*** Opening Given records ***

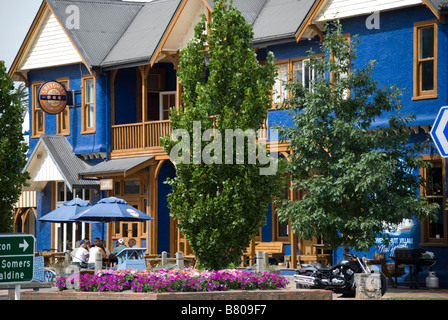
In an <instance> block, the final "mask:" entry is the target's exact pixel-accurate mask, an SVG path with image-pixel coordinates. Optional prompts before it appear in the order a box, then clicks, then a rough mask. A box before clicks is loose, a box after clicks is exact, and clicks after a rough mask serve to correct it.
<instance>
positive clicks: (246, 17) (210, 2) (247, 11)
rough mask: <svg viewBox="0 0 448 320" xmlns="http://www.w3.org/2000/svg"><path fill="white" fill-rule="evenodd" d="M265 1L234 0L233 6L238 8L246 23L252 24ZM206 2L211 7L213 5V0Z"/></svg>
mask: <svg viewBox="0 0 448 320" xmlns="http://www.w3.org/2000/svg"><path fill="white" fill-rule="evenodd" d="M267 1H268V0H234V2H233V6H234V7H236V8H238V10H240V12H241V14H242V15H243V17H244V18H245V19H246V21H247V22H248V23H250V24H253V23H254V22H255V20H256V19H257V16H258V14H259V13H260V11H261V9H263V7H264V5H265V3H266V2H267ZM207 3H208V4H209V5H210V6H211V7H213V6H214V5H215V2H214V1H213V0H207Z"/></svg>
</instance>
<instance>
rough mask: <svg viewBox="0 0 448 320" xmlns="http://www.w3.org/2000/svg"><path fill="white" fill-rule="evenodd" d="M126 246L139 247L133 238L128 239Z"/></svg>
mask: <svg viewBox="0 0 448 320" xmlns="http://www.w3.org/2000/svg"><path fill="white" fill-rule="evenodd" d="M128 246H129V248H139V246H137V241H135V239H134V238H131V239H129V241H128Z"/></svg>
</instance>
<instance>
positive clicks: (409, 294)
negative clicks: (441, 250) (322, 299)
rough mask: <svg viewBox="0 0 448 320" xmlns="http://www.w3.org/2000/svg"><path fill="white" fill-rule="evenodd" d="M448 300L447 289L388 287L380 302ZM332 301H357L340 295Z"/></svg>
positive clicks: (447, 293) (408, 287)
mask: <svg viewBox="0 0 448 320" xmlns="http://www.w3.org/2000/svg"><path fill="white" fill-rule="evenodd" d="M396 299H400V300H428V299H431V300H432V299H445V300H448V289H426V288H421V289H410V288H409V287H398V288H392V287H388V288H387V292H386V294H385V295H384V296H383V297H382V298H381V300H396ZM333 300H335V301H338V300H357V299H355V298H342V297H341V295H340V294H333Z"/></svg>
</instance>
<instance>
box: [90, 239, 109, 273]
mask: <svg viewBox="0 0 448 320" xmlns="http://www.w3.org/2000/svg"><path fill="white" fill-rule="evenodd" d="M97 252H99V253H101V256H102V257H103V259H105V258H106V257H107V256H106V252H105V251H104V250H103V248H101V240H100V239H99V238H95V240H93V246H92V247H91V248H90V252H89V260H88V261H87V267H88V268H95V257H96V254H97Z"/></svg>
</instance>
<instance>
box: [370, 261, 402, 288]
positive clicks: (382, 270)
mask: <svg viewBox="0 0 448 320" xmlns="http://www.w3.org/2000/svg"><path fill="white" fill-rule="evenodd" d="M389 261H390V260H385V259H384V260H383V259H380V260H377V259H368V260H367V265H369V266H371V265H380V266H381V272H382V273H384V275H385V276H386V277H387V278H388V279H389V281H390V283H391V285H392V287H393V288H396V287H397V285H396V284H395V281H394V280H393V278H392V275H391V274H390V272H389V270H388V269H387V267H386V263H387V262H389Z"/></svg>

*** Closing Given records ***

#### Assignment
Return every entry word for word, minus the pictures.

#### Solution
In an <instance> block, the final "mask:" entry is the target's exact pixel-accurate mask, an SVG path with image-pixel coordinates. Optional prompts before it appear in the order a box, then clicks, then a rough mask. A box before clicks is loose, a box after clicks is exact, and clicks after a rough mask serve to correct it.
<instance>
positive clicks: (246, 17) (210, 2) (247, 11)
rough mask: <svg viewBox="0 0 448 320" xmlns="http://www.w3.org/2000/svg"><path fill="white" fill-rule="evenodd" d="M265 1L234 0L233 6L238 8L246 23L252 24ZM206 2L211 7L213 5V0Z"/></svg>
mask: <svg viewBox="0 0 448 320" xmlns="http://www.w3.org/2000/svg"><path fill="white" fill-rule="evenodd" d="M267 1H268V0H234V2H233V6H234V7H236V8H238V10H240V12H241V14H242V15H243V17H244V18H245V19H246V21H247V22H248V23H250V24H253V23H254V22H255V20H256V19H257V16H258V14H259V13H260V11H261V9H263V7H264V5H265V3H266V2H267ZM207 3H208V4H209V5H210V6H211V7H213V6H214V5H215V2H214V1H213V0H207Z"/></svg>
</instance>
<instance>
rough mask: <svg viewBox="0 0 448 320" xmlns="http://www.w3.org/2000/svg"><path fill="white" fill-rule="evenodd" d="M126 246L139 247L133 238L128 239Z"/></svg>
mask: <svg viewBox="0 0 448 320" xmlns="http://www.w3.org/2000/svg"><path fill="white" fill-rule="evenodd" d="M128 246H129V248H139V246H137V241H135V239H134V238H131V239H129V241H128Z"/></svg>
</instance>
<instance>
positive clicks: (409, 294)
negative clicks: (441, 250) (322, 299)
rough mask: <svg viewBox="0 0 448 320" xmlns="http://www.w3.org/2000/svg"><path fill="white" fill-rule="evenodd" d="M448 300L447 289L388 287L380 302ZM332 301H357L340 295Z"/></svg>
positive clicks: (447, 293) (408, 287)
mask: <svg viewBox="0 0 448 320" xmlns="http://www.w3.org/2000/svg"><path fill="white" fill-rule="evenodd" d="M396 299H400V300H428V299H431V300H432V299H445V300H448V289H426V288H421V289H410V288H409V287H398V288H392V287H388V288H387V292H386V294H385V295H384V296H383V297H382V298H381V300H396ZM333 300H335V301H338V300H357V299H355V298H342V297H341V295H340V294H333Z"/></svg>
</instance>
<instance>
box: [90, 239, 109, 273]
mask: <svg viewBox="0 0 448 320" xmlns="http://www.w3.org/2000/svg"><path fill="white" fill-rule="evenodd" d="M97 252H99V253H101V256H102V257H103V259H105V258H106V257H107V256H106V252H105V251H104V250H103V248H101V240H100V239H99V238H95V240H93V246H92V247H91V248H90V252H89V260H88V261H87V267H88V268H95V257H96V254H97Z"/></svg>
</instance>
<instance>
box: [370, 261, 402, 288]
positive clicks: (382, 270)
mask: <svg viewBox="0 0 448 320" xmlns="http://www.w3.org/2000/svg"><path fill="white" fill-rule="evenodd" d="M389 261H390V260H385V259H384V260H383V259H380V260H377V259H368V260H367V265H369V266H371V265H380V266H381V272H382V273H384V275H385V276H386V277H387V278H388V279H389V281H390V283H391V285H392V287H393V288H396V287H397V285H396V284H395V281H394V280H393V278H392V275H391V274H390V272H389V270H388V269H387V267H386V263H387V262H389Z"/></svg>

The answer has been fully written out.